EXTRACTED MATERIAL>

------------------------------------------------------------------------

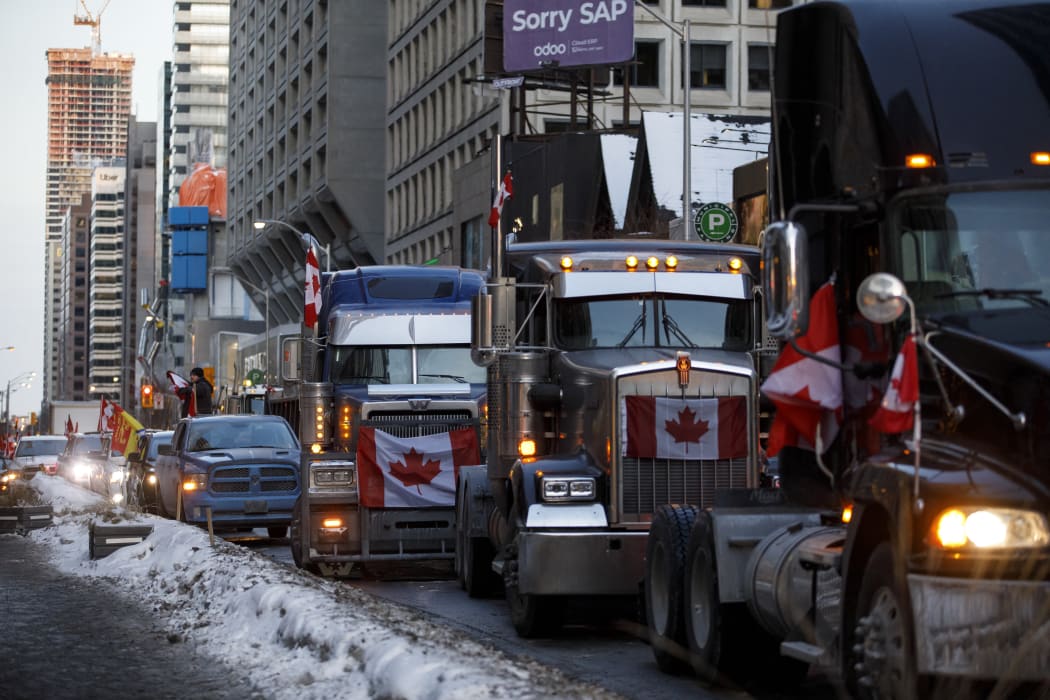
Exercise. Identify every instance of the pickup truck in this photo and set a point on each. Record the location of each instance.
(245, 469)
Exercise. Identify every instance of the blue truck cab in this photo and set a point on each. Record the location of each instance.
(390, 380)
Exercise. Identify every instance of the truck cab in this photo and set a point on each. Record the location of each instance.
(623, 376)
(393, 390)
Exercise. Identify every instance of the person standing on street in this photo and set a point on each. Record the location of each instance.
(202, 391)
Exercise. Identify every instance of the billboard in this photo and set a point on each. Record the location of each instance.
(543, 34)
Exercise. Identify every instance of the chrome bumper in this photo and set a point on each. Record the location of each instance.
(581, 563)
(982, 629)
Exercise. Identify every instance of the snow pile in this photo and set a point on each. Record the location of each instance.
(301, 636)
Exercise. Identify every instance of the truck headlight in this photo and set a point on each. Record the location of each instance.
(568, 488)
(195, 483)
(333, 475)
(989, 528)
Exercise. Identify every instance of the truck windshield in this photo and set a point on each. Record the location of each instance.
(40, 447)
(419, 364)
(973, 251)
(648, 321)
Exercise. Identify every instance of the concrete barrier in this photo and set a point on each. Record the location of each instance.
(104, 539)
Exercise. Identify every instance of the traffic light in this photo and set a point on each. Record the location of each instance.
(146, 399)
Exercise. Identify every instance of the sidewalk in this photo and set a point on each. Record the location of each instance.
(74, 637)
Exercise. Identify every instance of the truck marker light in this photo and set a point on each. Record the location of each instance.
(919, 161)
(526, 447)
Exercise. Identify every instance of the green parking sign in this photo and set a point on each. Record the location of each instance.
(716, 223)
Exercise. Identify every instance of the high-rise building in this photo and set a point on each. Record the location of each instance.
(200, 81)
(106, 282)
(88, 105)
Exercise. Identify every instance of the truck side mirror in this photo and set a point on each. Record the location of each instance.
(785, 279)
(481, 330)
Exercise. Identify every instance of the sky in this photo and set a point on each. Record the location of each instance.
(297, 636)
(140, 27)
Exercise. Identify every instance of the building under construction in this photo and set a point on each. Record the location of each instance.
(88, 105)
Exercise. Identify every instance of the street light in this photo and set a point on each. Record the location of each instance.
(309, 239)
(266, 294)
(24, 377)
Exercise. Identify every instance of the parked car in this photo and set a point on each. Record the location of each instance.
(88, 461)
(36, 453)
(244, 469)
(140, 488)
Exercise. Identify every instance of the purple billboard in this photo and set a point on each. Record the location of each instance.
(541, 34)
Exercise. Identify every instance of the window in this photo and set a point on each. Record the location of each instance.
(759, 58)
(645, 68)
(707, 66)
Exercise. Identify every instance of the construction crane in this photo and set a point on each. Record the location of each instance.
(95, 21)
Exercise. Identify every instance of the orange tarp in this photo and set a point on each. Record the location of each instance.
(205, 187)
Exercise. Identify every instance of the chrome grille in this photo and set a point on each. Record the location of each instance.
(651, 483)
(418, 424)
(238, 480)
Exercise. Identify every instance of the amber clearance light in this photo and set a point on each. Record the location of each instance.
(919, 161)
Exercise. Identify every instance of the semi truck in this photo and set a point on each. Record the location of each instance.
(908, 557)
(622, 376)
(387, 411)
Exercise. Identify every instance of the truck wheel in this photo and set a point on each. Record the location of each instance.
(295, 539)
(665, 567)
(885, 658)
(726, 643)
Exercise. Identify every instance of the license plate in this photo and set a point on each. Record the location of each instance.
(256, 507)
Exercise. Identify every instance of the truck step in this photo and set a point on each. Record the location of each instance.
(802, 651)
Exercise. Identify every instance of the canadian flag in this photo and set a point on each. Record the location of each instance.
(897, 410)
(107, 416)
(313, 301)
(411, 472)
(669, 428)
(807, 393)
(506, 189)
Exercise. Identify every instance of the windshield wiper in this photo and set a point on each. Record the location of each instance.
(1032, 296)
(455, 378)
(638, 322)
(672, 327)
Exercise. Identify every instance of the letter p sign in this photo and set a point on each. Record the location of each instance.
(716, 223)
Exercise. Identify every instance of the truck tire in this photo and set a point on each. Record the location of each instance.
(885, 664)
(665, 567)
(295, 539)
(726, 643)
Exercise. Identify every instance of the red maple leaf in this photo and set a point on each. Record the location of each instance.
(687, 428)
(414, 471)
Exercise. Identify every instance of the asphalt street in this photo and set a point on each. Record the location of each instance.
(75, 637)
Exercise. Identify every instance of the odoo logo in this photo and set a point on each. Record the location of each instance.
(549, 49)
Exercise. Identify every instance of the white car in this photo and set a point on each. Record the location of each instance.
(34, 453)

------------------------------------------------------------------------

EXERCISE GOAL> Exclude the pictures. Write out the remaining data exactly.

WORKED ANSWER>
Exercise. Identify every instance of the pickup truck in this photo and set a point on each. Record the location of each instance.
(245, 469)
Exercise. Identify every instance of the blue truck cab in this photo and set a point on each. Record the location of each instance.
(390, 380)
Exercise. Identify every instance of the truck cab in this photo and set a point on each. Record the location of each instance.
(623, 376)
(393, 390)
Exercise. Identify every instance of the person standing on street in this photo and set a point on each. Record the location of each instance.
(202, 391)
Exercise. Identify every instance of the billboard in this photo and set a point on each. Record the location of each instance.
(543, 34)
Exercise. Identify every instance of the chrome bumper in this photo and set a point on each. Record the location of each instance.
(581, 563)
(982, 629)
Exercise. Identify every instance of the snow pile in this photo and set a point on each. Record the location of each instance.
(301, 636)
Exercise. Identify every instance of the truck headlight in this photo and set a point on each. Record the location of each instance.
(568, 488)
(195, 483)
(333, 475)
(989, 528)
Exercise. Identify every instance of the truck windshield in this photo and set a point on each. Record the location of each instance.
(40, 447)
(419, 364)
(973, 251)
(648, 321)
Exercise. Identify every instance of the concrete barrier in this photo and set a point on each. Record the location of each instance.
(104, 539)
Exercise. Identify every instance of the traffic light in this photo and set a point on each. Record the location of each instance.
(146, 399)
Exercise. Identify every instance of the sidewalk in this photo and set a point on each. Record the location of each instance.
(74, 637)
Exercise. Identify every instance of the truck marker light in this photo and set a point on each. Record the location of each instance.
(919, 161)
(526, 447)
Exercise. Identify every instance of the green parking sign in this photo and set a point on each. Record the location of each instance.
(716, 223)
Exercise. Identify every instance of the high-rise building in this photo and set a point on each. Record the location of each instance.
(200, 81)
(106, 282)
(88, 105)
Exercise. Identify every instance of the truck side mirror in this photo and set a point on each. Record the location of each instance.
(785, 279)
(481, 330)
Exercise. Identify every instance of the sky in this photo and set a point on each. Record the location of each instance.
(297, 636)
(140, 27)
Exercise. Identify every instance of the building under construction in this photo and set a point on each. Record the location of each instance.
(88, 105)
Exercise. Identify every instance of the street light in this photo and set a point on each. Record the location of each instance.
(309, 239)
(266, 294)
(24, 377)
Exercise. Identify every instance of the parked car in this photo and set a point on each. Record the location of each instance.
(88, 461)
(36, 453)
(244, 469)
(140, 488)
Exercise. Identify every instance of the purple billboard in this photo and set a point on each. Record the location of each instance.
(541, 34)
Exercise. Identify every instance of the window in this photo and set a point on each. Record the location of each instance.
(759, 58)
(645, 68)
(707, 66)
Exercise. Identify every instance of the construction crane in this photo and set a point on each. Record the location of each instance.
(95, 21)
Exercise. Identify every instance of the orange tarp in this photo and set a point on each. Record the location of each instance.
(205, 187)
Exercise. Identify every instance of the chrome grille in this photo and set a point on each. Record the location of each instance.
(651, 483)
(418, 424)
(238, 480)
Exercise. Identify every instance of the amber clearance light in this photo and set a point on each. Record the location of each instance.
(919, 161)
Exercise. Identify every instance of the semi truck in this photo and set a point on each. Record the location of each instance.
(908, 557)
(622, 376)
(387, 411)
Exercise. Identify every instance of the truck wheel in this photo and set a point on each. Record the location of each instance.
(295, 539)
(665, 567)
(885, 658)
(726, 643)
Exercise. Identify every instance of the license plate in this photo and set a point on each. Record the location of each instance.
(256, 507)
Exercise. Identify every instance of the truck step in this photo and set a point on each. Record the location of each instance.
(802, 651)
Exercise. Identify every instance of the canadian flag in this photo and set a point on each. Record the location of each instance.
(897, 410)
(107, 416)
(313, 301)
(411, 472)
(669, 428)
(807, 393)
(506, 189)
Exercise. Identify every instance of the windshield wiper in this photo and set a point on each. Record the location of each instance.
(1032, 296)
(455, 378)
(638, 322)
(672, 327)
Exercise. Identify every instance of the letter p sign in this photo and set a point on each. Record the location of each instance.
(716, 223)
Exercise. Identify every instance of the truck tire in this photo and set a point on each. Record the location of each instance.
(885, 664)
(665, 567)
(295, 539)
(726, 643)
Exercise. Identify every instance of the red maple leaf in this photo and set a point on each. Record the location of each instance.
(687, 428)
(414, 471)
Exercise. Identify every instance of the asphalt street in this photo and set a point on each. Record the location of each instance.
(75, 637)
Exercise. Identify every instance of the odoo logo in this photo and set a point on each. Record the location of each instance.
(549, 49)
Exercise. Identify every instance of the white car in this photo and set a point on each. Record the location of each instance.
(34, 453)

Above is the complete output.